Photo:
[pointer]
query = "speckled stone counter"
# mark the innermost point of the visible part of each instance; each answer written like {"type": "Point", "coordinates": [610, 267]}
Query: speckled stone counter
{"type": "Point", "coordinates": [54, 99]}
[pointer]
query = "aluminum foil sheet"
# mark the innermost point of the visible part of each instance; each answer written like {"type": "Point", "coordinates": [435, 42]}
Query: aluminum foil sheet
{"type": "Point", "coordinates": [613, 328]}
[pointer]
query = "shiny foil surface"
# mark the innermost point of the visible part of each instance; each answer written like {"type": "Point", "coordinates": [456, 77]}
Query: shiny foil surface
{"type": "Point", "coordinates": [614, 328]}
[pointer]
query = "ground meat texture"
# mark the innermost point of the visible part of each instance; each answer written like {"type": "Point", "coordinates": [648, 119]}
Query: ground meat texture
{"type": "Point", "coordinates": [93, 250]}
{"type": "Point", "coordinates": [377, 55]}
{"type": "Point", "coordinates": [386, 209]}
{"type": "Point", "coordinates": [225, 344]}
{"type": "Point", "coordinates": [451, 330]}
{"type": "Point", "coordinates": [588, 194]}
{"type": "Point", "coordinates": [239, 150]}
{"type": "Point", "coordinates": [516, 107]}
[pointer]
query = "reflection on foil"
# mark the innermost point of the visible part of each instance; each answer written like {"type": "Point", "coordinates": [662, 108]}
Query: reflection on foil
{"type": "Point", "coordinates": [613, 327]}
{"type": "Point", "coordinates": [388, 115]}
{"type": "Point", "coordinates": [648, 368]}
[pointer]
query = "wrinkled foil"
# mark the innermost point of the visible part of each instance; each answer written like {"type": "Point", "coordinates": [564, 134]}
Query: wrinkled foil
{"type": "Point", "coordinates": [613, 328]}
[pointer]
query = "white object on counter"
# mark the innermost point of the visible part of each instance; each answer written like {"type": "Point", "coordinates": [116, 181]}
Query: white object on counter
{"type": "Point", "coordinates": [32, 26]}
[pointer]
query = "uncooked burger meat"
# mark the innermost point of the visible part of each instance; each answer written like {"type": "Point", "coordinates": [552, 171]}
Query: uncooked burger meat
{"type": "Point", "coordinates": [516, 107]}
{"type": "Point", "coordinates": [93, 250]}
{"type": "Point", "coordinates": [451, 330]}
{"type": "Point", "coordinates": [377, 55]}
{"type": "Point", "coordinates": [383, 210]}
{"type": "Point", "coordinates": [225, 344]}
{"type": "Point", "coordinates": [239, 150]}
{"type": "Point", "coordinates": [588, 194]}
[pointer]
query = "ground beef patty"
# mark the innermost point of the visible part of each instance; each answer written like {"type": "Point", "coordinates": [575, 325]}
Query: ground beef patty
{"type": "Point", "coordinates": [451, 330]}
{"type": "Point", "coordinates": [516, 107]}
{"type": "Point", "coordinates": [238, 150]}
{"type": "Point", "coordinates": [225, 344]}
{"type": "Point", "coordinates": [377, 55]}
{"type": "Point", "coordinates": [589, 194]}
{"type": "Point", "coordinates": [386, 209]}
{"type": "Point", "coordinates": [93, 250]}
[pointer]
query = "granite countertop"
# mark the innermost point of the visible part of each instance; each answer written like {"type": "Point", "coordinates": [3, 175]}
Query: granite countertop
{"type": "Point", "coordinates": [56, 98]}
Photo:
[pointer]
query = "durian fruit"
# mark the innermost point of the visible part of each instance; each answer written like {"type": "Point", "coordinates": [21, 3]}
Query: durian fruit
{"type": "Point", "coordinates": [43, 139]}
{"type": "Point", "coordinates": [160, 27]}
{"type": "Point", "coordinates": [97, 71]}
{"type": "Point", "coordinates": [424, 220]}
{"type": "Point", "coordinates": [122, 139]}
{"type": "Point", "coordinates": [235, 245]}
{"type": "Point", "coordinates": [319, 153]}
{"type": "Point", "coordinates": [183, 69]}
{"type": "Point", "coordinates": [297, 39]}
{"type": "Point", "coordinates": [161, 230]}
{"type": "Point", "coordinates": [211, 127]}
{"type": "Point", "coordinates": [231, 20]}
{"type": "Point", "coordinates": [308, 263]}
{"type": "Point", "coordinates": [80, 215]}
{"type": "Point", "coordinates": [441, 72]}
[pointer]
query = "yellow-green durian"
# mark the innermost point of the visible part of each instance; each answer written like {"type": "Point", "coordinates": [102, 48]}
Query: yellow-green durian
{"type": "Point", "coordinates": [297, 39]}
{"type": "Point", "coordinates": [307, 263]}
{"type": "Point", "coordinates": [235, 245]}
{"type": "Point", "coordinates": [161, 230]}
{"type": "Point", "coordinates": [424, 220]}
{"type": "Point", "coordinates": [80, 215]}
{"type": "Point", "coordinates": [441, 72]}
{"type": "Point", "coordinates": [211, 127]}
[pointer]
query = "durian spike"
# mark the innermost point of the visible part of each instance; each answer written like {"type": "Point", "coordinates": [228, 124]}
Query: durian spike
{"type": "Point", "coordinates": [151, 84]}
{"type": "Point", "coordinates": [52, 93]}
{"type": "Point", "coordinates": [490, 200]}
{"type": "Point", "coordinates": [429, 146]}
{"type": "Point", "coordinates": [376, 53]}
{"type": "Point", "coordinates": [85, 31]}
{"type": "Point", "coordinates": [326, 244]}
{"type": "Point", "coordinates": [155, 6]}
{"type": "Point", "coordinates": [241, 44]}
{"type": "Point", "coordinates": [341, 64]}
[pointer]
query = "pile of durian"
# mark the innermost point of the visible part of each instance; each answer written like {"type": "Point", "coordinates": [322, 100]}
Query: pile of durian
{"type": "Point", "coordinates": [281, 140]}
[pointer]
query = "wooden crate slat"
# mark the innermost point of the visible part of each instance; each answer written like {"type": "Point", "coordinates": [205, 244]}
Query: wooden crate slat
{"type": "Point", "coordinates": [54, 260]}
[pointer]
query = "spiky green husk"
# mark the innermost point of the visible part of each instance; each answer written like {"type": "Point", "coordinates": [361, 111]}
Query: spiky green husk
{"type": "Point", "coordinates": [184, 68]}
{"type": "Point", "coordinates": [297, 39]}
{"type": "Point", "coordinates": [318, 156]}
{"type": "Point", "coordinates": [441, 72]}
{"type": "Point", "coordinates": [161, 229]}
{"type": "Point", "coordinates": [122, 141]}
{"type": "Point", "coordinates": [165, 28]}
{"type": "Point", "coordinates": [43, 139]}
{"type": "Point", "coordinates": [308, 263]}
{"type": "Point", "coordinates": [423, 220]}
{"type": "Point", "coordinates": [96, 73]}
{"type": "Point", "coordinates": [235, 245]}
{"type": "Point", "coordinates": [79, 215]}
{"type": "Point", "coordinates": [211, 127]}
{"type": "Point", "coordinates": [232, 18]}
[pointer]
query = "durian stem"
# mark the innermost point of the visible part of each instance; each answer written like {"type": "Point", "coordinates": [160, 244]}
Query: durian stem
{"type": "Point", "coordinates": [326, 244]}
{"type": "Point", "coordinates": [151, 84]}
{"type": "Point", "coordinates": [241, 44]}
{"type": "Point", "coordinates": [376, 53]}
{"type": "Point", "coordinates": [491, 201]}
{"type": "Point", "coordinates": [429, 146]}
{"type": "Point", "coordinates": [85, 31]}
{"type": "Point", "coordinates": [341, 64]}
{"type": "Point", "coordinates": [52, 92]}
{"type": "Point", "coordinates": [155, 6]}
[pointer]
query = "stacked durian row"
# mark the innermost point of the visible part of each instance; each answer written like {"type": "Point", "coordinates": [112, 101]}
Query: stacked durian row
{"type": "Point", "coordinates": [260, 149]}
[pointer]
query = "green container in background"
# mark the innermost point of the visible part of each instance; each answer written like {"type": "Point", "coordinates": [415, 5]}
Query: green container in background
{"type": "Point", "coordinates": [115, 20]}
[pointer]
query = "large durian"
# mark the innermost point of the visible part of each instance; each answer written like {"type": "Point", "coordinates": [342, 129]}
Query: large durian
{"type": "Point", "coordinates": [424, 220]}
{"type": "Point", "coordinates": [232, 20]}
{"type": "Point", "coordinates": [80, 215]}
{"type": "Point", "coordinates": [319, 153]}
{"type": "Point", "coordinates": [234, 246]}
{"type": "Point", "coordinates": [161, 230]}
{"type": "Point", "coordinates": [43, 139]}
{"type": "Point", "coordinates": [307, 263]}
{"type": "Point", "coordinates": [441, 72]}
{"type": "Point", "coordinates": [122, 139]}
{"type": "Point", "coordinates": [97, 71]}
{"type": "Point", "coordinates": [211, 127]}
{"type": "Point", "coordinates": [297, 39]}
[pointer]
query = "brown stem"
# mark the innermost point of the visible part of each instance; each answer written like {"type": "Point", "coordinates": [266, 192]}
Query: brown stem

§ What is being asked: Please tally the lines of the listing above that contain the string "object" with its case matched, and give only the number.

§ The completed task: 2